Tuesday 26 May 2015

A whole column on outhouses (May 27)

Maybe George Carlin was right

                                                            by Robert LaFrance

            The late comedian George Carlin used to say: “When you find yourself talking about (mucous) maybe it’s time you went into another line of work.”
            Perhaps I should start thinking about becoming a brain surgeon or cartographer, because the leading subject of today’s column is outhouses.
            At this point most of those under the age of thirty are wondering just what the heck I’m talking about, but we old-timers certainly remember some cold February mornings when we had to decide whether to burst or to go outside to the outhouse to ‘do number two’ as one may delicately phrase it.
            The last time I ever had my own outhouse was in the late 1970s after I had returned from some years in the Northwest Territories and had built a cabin in Tilley. Since I didn’t have a well, and therefore no way to flush a toilet, the ‘facility’ was out back of my cabin. In the summer it didn’t seem too far way, but in February it was approximately seven miles.
            Ironically, although I was stationed in some wild and out-of-the-way places in NWT, each of the weather stations was equipped with a working well and sewerage system and it was only when I returned to civilization in New Brunswick that I found myself needing a ‘privy’ outside my living area.
            Some history on that privy AKA outhouse. My grandfather Muff LaFrance (1881-1976) built it in the 1960s out back of his little house where my cousin Tom lives today along Churchland Road in Tilley, but Grampy had died just a couple of months before I returned to NB and the outhouse was there. After digging a hole that would be my entire sewer system, I took the privy on the back of a pickup truck over to my cabin. I not only had an Eaton’s catalogue in it, but in a moment of pure braggadocio, I installed not only a Simpson-Sears catalogue, but a Sears Roebuck one from across the border. I wanted my guests to have the best and rub shoulders (and other parts) with some fine merchandise.
            The reader should be told now how it was that I got onto this subject which, I admit, is not that far off George Carlin’s criterion for changing careers.
            Reading a book entitled ‘Unstoppable, the Bathroom Reader’, I came across a section about privies, which are, when we think about it, bathrooms. At least the way we refer to bathrooms today; they don’t necessarily have to have a bathtub or shower even if they are called BATHrooms. As I think about it, I really wouldn’t want to take a bath in an outhouse.
            The article called our attention to an entirely new industry that has begun in the past sixty years or so. It’s called ‘privy digging’ and, disgusting as it may sound, we have to remember that the organic material deposited in the outhouse hole many decades ago is now compost and doesn’t stink at all. Indeed, to a gardener, it is like Chanel #5 perfume.

+++++

In the column on outhouses, who built the privy that was later moved to the cabin in Tilley? The data is not needed for this task.

+++++

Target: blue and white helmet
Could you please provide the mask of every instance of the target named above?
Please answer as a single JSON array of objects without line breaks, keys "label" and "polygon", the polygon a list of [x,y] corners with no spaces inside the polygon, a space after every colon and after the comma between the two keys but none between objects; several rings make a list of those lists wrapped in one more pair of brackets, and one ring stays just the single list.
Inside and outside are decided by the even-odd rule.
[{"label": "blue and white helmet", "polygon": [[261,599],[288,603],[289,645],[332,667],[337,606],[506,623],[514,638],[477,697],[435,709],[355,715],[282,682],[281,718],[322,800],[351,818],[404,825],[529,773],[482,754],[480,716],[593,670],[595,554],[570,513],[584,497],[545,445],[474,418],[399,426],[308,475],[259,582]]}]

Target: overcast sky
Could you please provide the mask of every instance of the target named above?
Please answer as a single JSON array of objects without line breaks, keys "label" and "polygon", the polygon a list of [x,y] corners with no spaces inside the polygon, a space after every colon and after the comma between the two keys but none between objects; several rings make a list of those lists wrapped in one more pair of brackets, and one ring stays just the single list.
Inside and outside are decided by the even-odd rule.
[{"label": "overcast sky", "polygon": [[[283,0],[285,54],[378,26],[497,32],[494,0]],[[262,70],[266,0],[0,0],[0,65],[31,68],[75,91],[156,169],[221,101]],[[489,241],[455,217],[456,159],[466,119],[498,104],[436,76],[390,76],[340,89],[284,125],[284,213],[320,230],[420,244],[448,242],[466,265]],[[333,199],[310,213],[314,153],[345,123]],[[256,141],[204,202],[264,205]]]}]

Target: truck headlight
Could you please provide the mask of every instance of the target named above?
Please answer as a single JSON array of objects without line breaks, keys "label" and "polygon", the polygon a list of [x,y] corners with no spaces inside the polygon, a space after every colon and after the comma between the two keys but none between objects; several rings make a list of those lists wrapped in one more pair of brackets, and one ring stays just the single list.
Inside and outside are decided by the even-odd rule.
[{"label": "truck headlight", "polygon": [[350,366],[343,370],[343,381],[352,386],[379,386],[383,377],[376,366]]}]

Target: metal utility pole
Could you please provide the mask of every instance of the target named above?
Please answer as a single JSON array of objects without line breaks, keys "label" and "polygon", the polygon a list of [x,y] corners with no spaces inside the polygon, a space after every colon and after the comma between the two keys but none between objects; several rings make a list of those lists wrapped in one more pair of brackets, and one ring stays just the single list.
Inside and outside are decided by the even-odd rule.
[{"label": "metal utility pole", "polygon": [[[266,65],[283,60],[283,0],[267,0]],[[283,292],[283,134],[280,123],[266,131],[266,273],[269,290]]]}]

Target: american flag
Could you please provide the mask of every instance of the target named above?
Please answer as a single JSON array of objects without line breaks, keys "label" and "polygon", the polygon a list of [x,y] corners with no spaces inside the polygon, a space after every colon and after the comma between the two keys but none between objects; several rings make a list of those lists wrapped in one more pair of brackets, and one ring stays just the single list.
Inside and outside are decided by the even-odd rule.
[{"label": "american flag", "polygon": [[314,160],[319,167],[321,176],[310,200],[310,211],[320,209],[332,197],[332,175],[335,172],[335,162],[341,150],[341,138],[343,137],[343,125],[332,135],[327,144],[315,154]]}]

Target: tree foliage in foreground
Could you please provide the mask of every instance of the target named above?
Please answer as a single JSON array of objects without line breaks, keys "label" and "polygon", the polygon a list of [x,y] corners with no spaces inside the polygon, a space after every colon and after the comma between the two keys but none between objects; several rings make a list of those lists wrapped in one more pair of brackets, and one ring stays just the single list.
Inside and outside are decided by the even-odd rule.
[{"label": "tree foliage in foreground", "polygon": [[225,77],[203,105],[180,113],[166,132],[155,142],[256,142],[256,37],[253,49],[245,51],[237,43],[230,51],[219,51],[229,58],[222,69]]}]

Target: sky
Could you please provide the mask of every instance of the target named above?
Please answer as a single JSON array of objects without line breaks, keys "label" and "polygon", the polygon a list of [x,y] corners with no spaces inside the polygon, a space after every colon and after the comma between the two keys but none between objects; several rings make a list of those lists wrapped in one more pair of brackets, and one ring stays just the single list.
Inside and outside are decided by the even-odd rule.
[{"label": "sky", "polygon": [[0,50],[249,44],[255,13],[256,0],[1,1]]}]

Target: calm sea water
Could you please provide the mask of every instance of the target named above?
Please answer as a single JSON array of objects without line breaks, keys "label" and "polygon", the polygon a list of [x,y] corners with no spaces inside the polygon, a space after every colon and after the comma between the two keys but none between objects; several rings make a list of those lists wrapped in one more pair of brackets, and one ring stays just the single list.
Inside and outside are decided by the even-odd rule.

+++++

**Exercise response**
Muff LaFrance, the writer's grandfather, built it in the 1960s.